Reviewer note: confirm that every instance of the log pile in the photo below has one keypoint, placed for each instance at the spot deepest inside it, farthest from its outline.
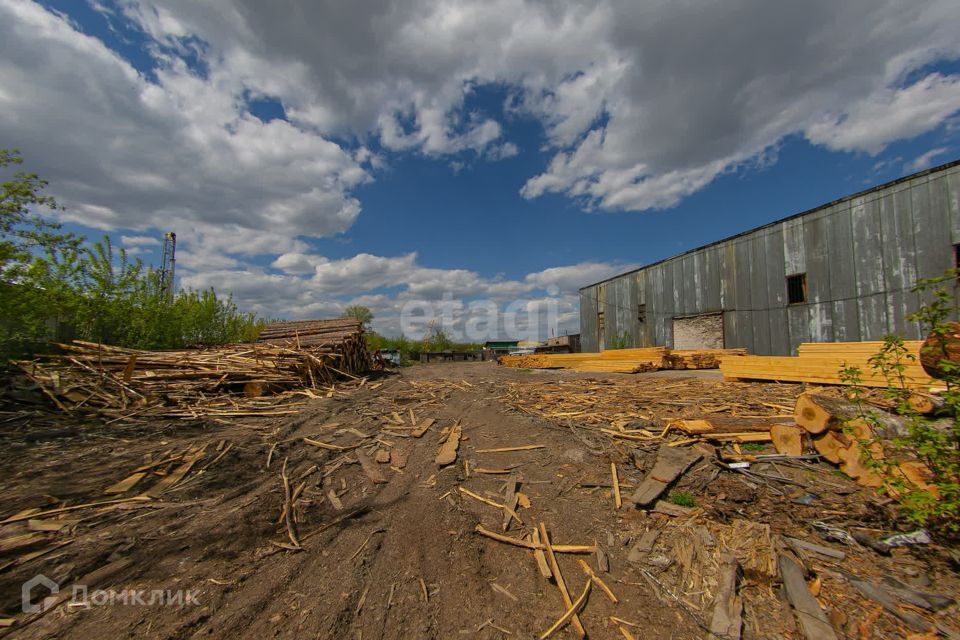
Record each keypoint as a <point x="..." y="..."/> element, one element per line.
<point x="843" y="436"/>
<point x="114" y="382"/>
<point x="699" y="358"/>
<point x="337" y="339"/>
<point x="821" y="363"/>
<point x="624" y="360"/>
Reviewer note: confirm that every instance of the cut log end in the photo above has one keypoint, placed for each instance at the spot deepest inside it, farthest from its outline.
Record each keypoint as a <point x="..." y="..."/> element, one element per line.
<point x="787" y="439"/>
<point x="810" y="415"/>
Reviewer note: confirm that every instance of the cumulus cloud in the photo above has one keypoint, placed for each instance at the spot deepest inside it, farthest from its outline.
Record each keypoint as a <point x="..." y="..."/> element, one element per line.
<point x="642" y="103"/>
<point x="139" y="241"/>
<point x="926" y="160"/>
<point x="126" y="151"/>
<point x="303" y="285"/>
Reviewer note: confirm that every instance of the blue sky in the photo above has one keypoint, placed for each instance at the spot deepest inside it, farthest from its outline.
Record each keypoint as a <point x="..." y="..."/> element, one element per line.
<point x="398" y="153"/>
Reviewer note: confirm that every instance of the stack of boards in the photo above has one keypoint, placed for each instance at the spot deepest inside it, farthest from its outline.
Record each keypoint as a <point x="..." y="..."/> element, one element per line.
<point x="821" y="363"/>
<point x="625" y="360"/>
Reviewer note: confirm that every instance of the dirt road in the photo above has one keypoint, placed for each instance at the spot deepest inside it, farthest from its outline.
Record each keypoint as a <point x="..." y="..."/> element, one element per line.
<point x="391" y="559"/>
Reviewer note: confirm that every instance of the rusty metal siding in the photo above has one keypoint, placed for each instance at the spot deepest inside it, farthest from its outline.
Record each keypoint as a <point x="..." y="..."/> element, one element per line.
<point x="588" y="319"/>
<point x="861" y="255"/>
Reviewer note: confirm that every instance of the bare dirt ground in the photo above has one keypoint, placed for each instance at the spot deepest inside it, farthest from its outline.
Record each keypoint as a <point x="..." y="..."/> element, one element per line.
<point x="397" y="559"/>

**SET EXERCISE**
Could you swap "dirt road" for "gravel road" in the stretch from the line containing "Reviewer note: confirm that every instance of the stack" through the last of the lines above, changing nothing else, and give back only that stretch?

**ANSWER TO THE TASK**
Reviewer note: confirm that every instance of the stack of boards in the photo above has one keypoint, placed for each instance at the spot deepest inside it, farthest from its outline.
Record each keypoint as a <point x="..." y="..."/> element, one element per line.
<point x="821" y="363"/>
<point x="625" y="360"/>
Reviewer note: confirm that every instance of the gravel road in the photo above has one keypoint, placed for each instance at the spot deepest inside it, farthest from its outline.
Record each keypoint as a <point x="..." y="..."/> element, one element per line.
<point x="391" y="559"/>
Reviewer note: confirm that every instance of the rusty metal siding in the photo above has one keypoint, placed for each instance at the spot deepest inside it, farthest from its outline.
Record each keypoint as a <point x="..." y="..."/> element, one element per line.
<point x="588" y="319"/>
<point x="861" y="255"/>
Reviewer note: confirm that every instance of the bare dirt ground in the photo above has one keypoint, placed for each instance at the spot deepest inside it, farthest from its outline.
Record each keypoint as a <point x="..." y="..."/> element, one element per line.
<point x="397" y="559"/>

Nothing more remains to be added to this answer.